Model | Fit Indexes | ||||||
---|---|---|---|---|---|---|---|
X2 | gl | GFI | NFI | CFI | RMSEA | AIC | |
Model without restrictions | 302.718* | 102 | 0.968 | 0.953 | 0.968 | 0.036 | 410.718 |
Metric Invariance | 308.389* | 111 | 0.967 | 0.952 | 0.968 | 0.035 | 398.389 |
Strong factor invariance | 312.423* | 117 | 0.967 | 0.951 | 0.969 | 0.034 | 390.423 |
Note: * p < 0.05; GFI = goodness of fit index; NFI = normed fit index; CFI = comparative fit index;
RMSEA = root mean square error of approximation; AIC = Akaike information criterion
Source: Author’s own elaboration.
Adding restrictions to the base model on factorial loads, the metric invariance was characterized. The values shown in Table 9 allow to accept this level of invariance. The GFI = 0.967 and the RMSEA = 0.035 continue to provide convergent information in this direction. Also, the AIC = 398.389 and the CFI = 0.968 do not suffer large variations over the previous model. Using the criteria for the evaluation of the nested models proposed by Cheung & Rensvold (2002), who suggest that if the calculation of the difference of the CFI of both nested models diminish in 0.01 or less, the restricted model is taken for granted, therefore, the compliance of the factorial invariance. The difference of the CFI obtained allows to accept the metrical invariance model. It can be concluded to this point that factorial charges are equivalent in the two subsamples.
=======
> _What you should do_
Put this sentence from the excerpt on factorial invariance into Spanish: "Also, the AIC = 398.389 and the CFI = 0.968 do not suffer large variations over the previous model." The lines after this point have no connection to the excerpt.

> _Data section_
=======
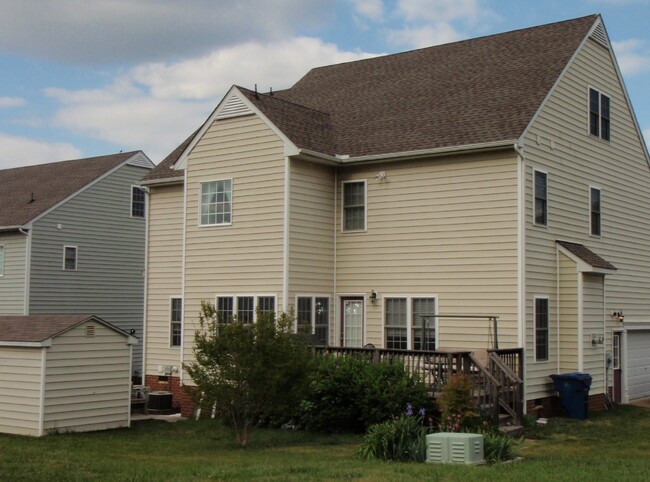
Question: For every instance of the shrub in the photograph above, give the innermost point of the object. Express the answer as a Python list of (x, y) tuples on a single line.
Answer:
[(402, 439), (348, 394)]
=======
> _Response to the task_
Además, el AIC = 398.389 y el CFI = 0.968 no sufren grandes variaciones con respecto al modelo anterior.